§ Written problem
Leave out the pictures, then reproduce the rest of the material exactly.

Record list start

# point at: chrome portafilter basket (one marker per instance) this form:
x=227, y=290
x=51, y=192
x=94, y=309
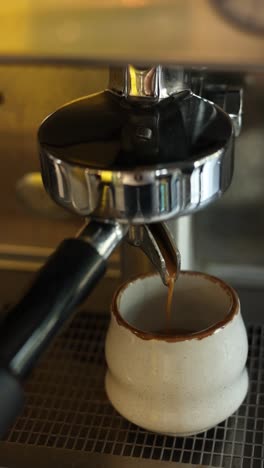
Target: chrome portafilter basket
x=140, y=153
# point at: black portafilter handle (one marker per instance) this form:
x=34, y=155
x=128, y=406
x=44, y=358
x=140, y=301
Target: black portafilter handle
x=61, y=284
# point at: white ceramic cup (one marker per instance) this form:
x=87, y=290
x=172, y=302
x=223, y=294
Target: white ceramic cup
x=179, y=384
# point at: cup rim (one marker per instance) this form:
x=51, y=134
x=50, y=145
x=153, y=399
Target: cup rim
x=199, y=335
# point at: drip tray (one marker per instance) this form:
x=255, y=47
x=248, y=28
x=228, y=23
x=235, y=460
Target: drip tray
x=67, y=412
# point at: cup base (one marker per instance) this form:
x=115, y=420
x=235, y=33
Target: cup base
x=129, y=410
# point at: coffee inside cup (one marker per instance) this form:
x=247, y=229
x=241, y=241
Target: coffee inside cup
x=199, y=302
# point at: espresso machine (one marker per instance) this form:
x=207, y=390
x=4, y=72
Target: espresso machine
x=156, y=144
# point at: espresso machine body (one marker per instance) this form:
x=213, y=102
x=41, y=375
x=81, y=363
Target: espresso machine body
x=154, y=144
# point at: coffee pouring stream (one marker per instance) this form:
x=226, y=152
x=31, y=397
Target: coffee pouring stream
x=138, y=154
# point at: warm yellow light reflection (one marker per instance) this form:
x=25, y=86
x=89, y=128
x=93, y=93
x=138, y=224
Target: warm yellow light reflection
x=106, y=176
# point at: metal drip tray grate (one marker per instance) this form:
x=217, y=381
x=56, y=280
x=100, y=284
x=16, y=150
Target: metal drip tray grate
x=67, y=408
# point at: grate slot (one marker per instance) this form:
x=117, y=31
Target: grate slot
x=68, y=408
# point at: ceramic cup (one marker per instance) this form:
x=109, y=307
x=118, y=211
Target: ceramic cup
x=176, y=384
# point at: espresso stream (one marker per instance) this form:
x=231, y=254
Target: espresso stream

Record list end

§ Exercise answer
# point at: chrome portafilter basket (one marker per instance) this form:
x=227, y=290
x=51, y=192
x=94, y=309
Target: chrome portafilter basket
x=140, y=153
# point at: black portafilter handle (one marker per instance) this form:
x=34, y=155
x=128, y=406
x=44, y=358
x=140, y=301
Target: black portafilter handle
x=61, y=284
# point at: white ceramic cup (one marker per instance) this form:
x=87, y=290
x=172, y=302
x=223, y=294
Target: white ceramic cup
x=179, y=384
# point at: cup rim (one marker per instance) this form:
x=51, y=134
x=50, y=145
x=153, y=399
Target: cup rim
x=199, y=335
# point at: drip tray (one marker per instance) this form:
x=255, y=47
x=248, y=28
x=228, y=23
x=235, y=460
Target: drip tray
x=67, y=412
# point at: cup base (one marker per instance) this form:
x=115, y=420
x=235, y=33
Target: cup base
x=129, y=410
# point at: coffee inside cup (one marker per instance) this form:
x=247, y=229
x=241, y=241
Target: coffee inside cup
x=199, y=302
# point at: espresso machine (one marker per instance) this form:
x=207, y=390
x=4, y=72
Target: espresso machine
x=156, y=144
# point at: espresso machine body (one marker per instance) this form:
x=213, y=102
x=41, y=375
x=81, y=363
Target: espresso machine body
x=154, y=144
# point at: coffee pouring stream (one marker per instance) this form:
x=226, y=152
x=31, y=397
Target: coffee pouring stream
x=138, y=154
# point at: warm yellow light reflection (one marker per instance) this form:
x=25, y=86
x=89, y=128
x=93, y=93
x=138, y=224
Target: warm yellow light reflection
x=106, y=176
# point at: metal drip tray grate (one marker per instance) this form:
x=217, y=381
x=56, y=280
x=100, y=284
x=16, y=150
Target: metal drip tray grate
x=67, y=408
# point at: grate slot (one marker per instance) this form:
x=117, y=31
Target: grate slot
x=68, y=408
# point at: ceramic cup (one marker per instance) this form:
x=109, y=307
x=118, y=211
Target: ceramic cup
x=176, y=384
# point at: espresso stream (one marker per instance) this form:
x=231, y=254
Target: espresso stream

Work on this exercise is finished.